WHAT YOU SHOULD DO
Report every line in the rows below that contains the string "peeling". Case counts.

ITEMS
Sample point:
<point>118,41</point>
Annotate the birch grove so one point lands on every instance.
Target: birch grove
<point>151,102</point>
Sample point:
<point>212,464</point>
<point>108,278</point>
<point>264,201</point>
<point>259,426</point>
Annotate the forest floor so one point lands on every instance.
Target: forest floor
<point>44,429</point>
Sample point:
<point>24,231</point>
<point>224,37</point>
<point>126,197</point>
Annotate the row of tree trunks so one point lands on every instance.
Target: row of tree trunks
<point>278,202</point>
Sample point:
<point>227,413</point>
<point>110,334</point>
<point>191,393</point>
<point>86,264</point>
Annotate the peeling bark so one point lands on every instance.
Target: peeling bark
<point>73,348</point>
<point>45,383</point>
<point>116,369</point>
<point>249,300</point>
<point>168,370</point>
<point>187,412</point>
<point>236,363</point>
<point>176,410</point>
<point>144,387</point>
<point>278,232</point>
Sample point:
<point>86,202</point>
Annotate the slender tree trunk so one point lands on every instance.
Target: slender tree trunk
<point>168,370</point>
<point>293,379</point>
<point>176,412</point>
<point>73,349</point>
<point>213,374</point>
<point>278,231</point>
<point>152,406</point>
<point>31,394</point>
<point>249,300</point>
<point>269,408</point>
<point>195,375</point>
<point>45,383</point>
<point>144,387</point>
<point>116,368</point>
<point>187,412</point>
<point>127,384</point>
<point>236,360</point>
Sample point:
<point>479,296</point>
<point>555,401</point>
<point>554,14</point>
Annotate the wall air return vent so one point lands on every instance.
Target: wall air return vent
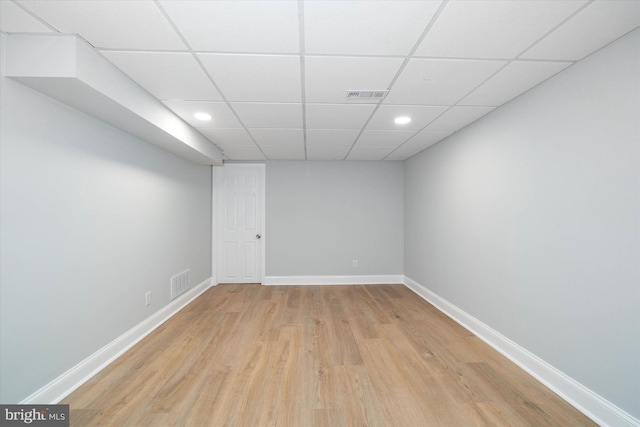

EXERCISE RESULT
Annotate the peeling bark so one point lands on every instance.
Target: peeling bark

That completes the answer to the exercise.